Excerpted text:
The Mexican Rehabilitation Institute, 1960 – 1983

The Mexican Rehabilitation Institute was founded in 1960 in Mexico City; responding to the social need for comprehensive rehabilitation for people with motor disabilities. The Institute was established as a civil society, receiving contributions from the Mexican government, private companies, and the Mary Street Jenkins Foundation. It became one of the most important rehabilitation institutes in Latin America.

The Institute was an initiative of Mr. Rómulo O’Farril Silva (1897-1981), a prominent Mexican businessman, politician and telecommunications pioneer. As an amputee who underwent rehabilitation in the United States, he replicated the operating model and imported the concept to Mexico. Silva created a rehabilitation centre with the highest quality standards through multidisciplinary work, that permitted the incorporation of new professions into the world of rehabilitation.

The Mexican Institute of Rehabilitation also functioned as a teaching hospital, as it was one of the first five schools in Mexico to offer technical courses in Physical Therapy (now formerly known as Physiotherapy), Occupational Therapy, and Orthotics and Prosthetics. Many Latin American students came to Mexico City to study at the Mexican Institute of Rehabilitation. Graduate therapists earned their technical degree through a curriculum that, at the time, lacked sufficient credits to be considered a university degree. However, in practice, this group of therapists possessed multidisciplinary work skills with a humanistic approach that allowed them to become extraordinary professionals who made significant contributions to the history of rehabilitation throughout Latin America.

Source data:
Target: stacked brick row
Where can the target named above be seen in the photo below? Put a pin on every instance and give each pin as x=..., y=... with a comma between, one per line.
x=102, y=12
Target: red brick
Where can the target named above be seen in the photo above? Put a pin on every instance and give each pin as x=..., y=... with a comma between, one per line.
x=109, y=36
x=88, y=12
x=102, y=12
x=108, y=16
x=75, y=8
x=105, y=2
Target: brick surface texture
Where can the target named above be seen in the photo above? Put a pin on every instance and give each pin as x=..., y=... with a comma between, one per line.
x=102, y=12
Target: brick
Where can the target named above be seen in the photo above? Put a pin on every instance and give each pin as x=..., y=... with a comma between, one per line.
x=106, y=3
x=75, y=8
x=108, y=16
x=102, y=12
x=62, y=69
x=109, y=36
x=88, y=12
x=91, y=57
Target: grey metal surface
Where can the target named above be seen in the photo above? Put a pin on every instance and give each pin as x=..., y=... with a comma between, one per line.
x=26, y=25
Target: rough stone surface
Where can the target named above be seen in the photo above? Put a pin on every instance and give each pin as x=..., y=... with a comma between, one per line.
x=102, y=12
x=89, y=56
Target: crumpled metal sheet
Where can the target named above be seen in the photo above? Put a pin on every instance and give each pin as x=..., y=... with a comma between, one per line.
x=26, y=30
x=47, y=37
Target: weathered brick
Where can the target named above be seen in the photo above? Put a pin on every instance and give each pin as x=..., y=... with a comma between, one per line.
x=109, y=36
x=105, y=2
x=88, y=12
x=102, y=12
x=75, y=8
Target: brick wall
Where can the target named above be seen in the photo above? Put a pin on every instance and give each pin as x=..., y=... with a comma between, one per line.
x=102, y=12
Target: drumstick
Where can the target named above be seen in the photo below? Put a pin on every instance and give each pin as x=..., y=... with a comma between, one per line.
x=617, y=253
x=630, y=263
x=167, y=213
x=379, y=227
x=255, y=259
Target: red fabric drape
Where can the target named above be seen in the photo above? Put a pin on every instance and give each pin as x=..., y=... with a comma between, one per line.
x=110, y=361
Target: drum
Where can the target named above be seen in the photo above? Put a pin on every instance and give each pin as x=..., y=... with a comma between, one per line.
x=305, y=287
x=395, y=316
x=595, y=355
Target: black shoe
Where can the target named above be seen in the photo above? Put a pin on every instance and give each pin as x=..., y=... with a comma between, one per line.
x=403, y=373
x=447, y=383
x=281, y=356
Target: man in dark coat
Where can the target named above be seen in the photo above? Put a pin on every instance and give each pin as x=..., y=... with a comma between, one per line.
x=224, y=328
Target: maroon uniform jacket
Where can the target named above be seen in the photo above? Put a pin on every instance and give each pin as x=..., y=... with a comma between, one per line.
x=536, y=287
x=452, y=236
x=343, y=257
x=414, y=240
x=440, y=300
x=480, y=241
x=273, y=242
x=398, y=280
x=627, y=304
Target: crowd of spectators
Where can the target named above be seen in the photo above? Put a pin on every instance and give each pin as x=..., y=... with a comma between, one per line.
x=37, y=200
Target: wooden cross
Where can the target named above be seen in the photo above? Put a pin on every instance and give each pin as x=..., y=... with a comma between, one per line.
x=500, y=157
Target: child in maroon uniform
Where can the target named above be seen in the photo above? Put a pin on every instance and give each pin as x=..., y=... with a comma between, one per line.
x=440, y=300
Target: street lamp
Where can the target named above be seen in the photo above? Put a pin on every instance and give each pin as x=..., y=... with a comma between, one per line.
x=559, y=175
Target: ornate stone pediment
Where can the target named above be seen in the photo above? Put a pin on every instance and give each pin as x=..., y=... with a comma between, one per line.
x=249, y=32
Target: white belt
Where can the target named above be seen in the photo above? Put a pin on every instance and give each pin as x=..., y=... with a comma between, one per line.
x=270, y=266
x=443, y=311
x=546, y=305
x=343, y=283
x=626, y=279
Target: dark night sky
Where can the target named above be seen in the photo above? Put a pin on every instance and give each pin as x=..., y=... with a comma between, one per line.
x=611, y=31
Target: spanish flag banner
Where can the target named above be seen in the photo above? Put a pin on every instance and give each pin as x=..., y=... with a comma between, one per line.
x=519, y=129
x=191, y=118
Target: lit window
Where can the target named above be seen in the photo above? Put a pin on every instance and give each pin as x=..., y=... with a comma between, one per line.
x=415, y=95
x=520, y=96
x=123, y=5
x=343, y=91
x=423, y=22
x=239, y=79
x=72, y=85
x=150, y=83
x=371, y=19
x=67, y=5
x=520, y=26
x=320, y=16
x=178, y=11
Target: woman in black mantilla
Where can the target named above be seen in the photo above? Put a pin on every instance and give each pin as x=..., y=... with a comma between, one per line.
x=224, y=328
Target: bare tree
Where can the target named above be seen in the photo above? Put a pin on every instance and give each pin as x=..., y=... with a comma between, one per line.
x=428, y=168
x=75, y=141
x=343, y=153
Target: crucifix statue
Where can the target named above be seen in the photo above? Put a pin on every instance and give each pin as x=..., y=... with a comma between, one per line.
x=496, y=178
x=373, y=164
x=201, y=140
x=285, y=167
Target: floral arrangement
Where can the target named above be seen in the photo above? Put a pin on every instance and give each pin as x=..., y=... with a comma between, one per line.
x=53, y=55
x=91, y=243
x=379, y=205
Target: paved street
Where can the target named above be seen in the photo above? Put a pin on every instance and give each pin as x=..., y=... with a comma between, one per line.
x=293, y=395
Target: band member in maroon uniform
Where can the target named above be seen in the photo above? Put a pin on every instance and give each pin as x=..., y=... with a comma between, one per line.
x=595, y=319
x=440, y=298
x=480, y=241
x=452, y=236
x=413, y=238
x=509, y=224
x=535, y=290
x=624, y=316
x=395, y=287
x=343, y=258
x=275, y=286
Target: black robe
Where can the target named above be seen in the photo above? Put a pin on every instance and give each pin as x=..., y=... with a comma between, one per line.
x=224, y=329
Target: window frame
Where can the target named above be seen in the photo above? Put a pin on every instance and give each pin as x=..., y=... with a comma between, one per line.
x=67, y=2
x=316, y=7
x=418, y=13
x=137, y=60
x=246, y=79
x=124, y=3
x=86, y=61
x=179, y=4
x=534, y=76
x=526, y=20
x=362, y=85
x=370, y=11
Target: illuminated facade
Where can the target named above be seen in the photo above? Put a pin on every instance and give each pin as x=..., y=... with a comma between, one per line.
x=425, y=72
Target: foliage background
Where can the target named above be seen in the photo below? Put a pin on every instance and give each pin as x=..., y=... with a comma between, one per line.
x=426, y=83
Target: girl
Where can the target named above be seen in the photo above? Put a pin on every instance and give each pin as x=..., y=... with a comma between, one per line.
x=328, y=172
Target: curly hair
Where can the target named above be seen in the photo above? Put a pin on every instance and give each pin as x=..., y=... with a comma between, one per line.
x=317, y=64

Tasks for this exercise:
1. According to the text on the Mexican Rehabilitation Institute, in what year and city was the Institute founded?
2. Resume the text on the Mexican Rehabilitation Institute after its last sentence and continue it.
The records play no part in what follows.

Task-by-task outputs:
1. It was founded in 1960 in Mexico City.

2.
The Institute provided services to individuals requiring rehabilitation services for motor disabilities, such as amputees or those with neurological or trauma-related conditions. The vast majority of patients were amputees. The Institute had a consultation unit where patients were treated by specialists, and an inpatient and surgical area for those who required it. The physiotherapy department featured electrotherapy equipment used to reduce pain and strengthen remaining muscles. There was also a hydrotherapy and mechanotherapy area where residual abilities were retrained to relearn all activities of daily living,  as walking and moving around with a technical aid, such as a wheelchair, crutches, or an orthosis or prosthesis that replaced and/or compensated for the function, enabling the individual to reintegrate into a profession and be productive in society.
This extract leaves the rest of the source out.